### Required actions
1) Name every distinct username that appears in a post header in the poodle forum thread.
2) Say whether each statement agrees with the poodle forum thread, and quote the deciding words: (a) jester's mom liked the picture of the dog looking around the grooming arm. (b) There was a lot of snow when Neelix played in it. (c) bigredpoodle planned to cut down a tree.

Top of Text passage

He is simply Darling!!!


----------



## jester's mom (Nov 25, 2008)

Handsome boy you have there! I hope he does well in the show ring and does everyone proud!!!   I, too, love the pic of him looking around the grooming arm.


----------



## bigredpoodle (Sep 13, 2009)

Thanks Jesters mom I took some pics of him playing in the snow this AM will post later we are going to cut down a tree !!!!!!!!!!!!!!!!


----------



## bigredpoodle (Sep 13, 2009)

*neelix in the snow !*

Here is Neelix in the snow ...Not much snow but he had fun !!! Man the snow really sets off his color...:=:wacko::


----------



## bigredpoodle (Sep 13, 2009)

here are the pic sorry !


----------



## Keithsomething (Oct 31, 2009)

Bottom of Text passage
Top of Information shown

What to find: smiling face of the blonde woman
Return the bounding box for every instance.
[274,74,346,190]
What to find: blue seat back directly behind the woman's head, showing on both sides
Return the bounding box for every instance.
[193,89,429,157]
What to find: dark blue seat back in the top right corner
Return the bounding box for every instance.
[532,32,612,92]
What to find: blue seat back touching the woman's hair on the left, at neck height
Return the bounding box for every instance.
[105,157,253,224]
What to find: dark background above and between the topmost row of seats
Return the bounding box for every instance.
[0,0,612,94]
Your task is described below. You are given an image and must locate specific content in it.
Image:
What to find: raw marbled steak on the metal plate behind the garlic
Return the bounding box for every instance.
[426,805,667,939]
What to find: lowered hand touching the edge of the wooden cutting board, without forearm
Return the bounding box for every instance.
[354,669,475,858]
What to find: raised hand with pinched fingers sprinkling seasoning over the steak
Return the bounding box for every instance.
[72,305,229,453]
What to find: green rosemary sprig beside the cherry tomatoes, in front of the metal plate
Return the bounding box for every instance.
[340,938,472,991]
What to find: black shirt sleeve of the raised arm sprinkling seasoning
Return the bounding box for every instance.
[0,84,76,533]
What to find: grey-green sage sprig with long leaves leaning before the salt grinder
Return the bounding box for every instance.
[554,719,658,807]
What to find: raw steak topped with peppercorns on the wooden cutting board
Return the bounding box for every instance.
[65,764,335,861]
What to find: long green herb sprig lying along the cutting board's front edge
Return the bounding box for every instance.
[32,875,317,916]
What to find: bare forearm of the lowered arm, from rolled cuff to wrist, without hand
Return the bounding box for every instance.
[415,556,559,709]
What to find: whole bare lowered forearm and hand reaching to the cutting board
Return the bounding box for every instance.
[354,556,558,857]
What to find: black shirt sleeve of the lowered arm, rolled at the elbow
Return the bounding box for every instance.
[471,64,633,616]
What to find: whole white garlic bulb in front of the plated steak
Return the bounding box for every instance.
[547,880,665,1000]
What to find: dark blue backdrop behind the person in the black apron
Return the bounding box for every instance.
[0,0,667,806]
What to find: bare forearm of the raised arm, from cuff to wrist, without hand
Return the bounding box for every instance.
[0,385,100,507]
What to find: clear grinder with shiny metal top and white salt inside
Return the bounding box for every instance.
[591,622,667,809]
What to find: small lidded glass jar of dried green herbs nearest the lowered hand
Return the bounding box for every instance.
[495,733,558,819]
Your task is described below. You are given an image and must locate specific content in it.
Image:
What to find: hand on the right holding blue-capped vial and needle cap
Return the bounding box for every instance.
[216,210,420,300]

Bottom of Information shown
Top of Information shown

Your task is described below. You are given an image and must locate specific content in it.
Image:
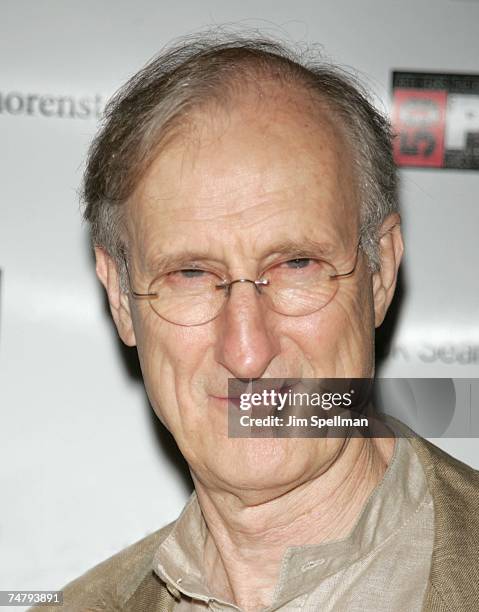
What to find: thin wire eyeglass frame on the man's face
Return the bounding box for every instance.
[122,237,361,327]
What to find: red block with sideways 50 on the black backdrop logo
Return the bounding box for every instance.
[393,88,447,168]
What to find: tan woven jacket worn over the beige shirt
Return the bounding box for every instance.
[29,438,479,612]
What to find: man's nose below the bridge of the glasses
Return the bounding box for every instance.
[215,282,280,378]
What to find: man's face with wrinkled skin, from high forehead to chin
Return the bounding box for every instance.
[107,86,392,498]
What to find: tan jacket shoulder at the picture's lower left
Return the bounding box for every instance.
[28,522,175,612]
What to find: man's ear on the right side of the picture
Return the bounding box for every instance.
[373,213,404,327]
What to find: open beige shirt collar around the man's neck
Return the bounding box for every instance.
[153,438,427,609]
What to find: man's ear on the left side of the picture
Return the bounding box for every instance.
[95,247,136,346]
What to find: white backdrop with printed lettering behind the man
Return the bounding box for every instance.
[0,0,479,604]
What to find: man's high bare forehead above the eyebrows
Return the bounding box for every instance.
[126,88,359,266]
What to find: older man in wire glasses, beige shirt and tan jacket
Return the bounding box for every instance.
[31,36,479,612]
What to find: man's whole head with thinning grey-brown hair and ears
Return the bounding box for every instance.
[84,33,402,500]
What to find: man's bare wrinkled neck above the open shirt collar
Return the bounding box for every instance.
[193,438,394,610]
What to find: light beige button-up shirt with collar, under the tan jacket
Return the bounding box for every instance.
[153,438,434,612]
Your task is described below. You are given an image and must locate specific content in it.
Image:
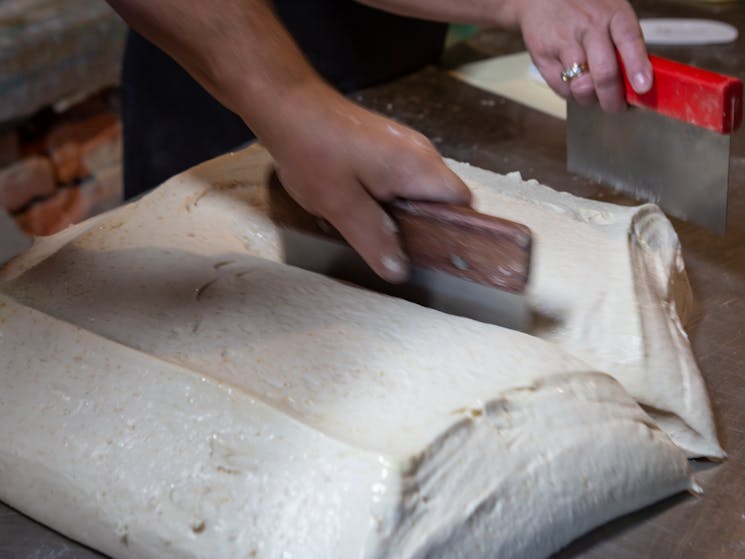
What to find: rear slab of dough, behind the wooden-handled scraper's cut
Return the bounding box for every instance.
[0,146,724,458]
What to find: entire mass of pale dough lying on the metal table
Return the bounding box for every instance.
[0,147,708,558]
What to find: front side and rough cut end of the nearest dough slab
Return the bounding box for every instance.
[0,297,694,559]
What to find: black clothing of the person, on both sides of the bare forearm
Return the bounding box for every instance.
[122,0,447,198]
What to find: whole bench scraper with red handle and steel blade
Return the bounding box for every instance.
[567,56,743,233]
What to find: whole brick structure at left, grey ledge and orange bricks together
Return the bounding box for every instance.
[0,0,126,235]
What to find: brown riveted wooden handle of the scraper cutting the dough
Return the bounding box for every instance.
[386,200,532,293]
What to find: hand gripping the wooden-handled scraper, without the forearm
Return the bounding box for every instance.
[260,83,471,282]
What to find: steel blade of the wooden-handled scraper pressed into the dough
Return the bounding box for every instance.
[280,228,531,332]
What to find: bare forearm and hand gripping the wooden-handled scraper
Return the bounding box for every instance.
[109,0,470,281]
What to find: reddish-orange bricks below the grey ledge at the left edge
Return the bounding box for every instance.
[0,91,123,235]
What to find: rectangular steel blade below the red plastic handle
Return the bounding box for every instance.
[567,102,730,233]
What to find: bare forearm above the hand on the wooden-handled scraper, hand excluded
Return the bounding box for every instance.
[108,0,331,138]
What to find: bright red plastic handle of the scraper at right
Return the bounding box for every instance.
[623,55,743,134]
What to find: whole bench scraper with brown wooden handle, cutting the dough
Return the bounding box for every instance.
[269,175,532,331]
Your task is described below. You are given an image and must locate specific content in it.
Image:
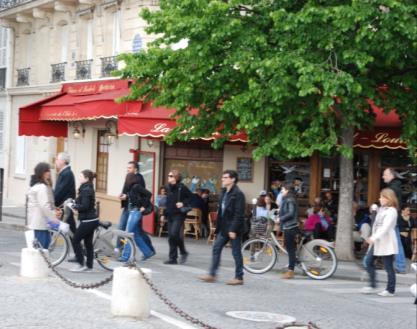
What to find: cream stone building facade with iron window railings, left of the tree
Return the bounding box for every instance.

Bottom of Information shown

### Task answers
1) jester's mom, bigredpoodle, Keithsomething

2)
(a) Yes: "I, too, love the pic of him looking around the grooming arm."
(b) No: "Not much snow but he had fun"
(c) Yes: "we are going to cut down a tree"